• Consigne
D'après le passage sur le transport du vin à dos de mulet, combien de temps faut-il ajouter depuis Villette pour la route de Bruson ?

Les pères tranquilles quittaient le mazot sitôt après le déjeuner. Les gens en procès contre le temps n'étaient jamais prêts ; un mulet verbierin traversait Bovernier à minuit, son maître préférait le confort rafraîchi. Les mulets étaient doués d'une mémoire fidèle pour les haltes et le picotin. Sans commandement, ils s'arrêtaient sot devant le café Deléglise au Bourg soit sous les grands murs en amont de la Croix, puis avant le tunnel de la Monnaie ou devant le café de la Place à Sembrancher, sinon à la Batteuse. Au gré de l'heure ou de l'estomac, les voyageurs partageaient le viatique solide et liquide.

Au pas fatigué du maître et de la bête, depuis Villette, ajoutez plus de deux heures pour la route de Verbier, une heure pour celle de Bruson, une heure et demie pour la route de Lourtier, puis encore une heure pour Sarreyer.

Avant, en l'absence de voie carrossable, Médierins et Verbierins à Villette, Sarreyens au Liappey, transféraient la charge sur le bât, toutefois seulement deux ou trois barraux. Pour les autres, arrivait un parent ou un ami avec son mulet. Mais le cher homme devait être exercé à toutes les patiences. Des heures durant et jusque tard dans la nuit, le convoi se faisait attendre, pour diverses raisons, même une euphorie passagère qui arrêtait le temps dans un café. Le service réciproque un autre jour allait de soi. A défaut de cette aide sollicitée, néanmoins bénévole, le patron redescendait à Villette ou au Liappey le lendemain ou le surlendemain.

Enfin, un ou plusieurs voyages, tout le vin avait passé de la tine dans les barraux, puis des barraux dans les tonneaux du village montagnard.

Le mazot offrait à ses habitants, dont le nombre variait de un à quatre ou cinq, un espace restreint appelé cuisine, une chambrette encombrée de deux lits, parfois un tiroir ; l'une et l'autre dépourvues, au sens absolu, de toutes les commodités. Outre l'exception du propriétaire unique, il appartenait à deux familles proches par la parenté ou par l'amitié ; cependant le logement était commun et la cave, unique.

• Jeu de données
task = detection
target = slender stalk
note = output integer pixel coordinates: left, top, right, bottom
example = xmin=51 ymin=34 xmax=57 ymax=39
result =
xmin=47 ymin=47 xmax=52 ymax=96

• Tâche accomplie
Une heure.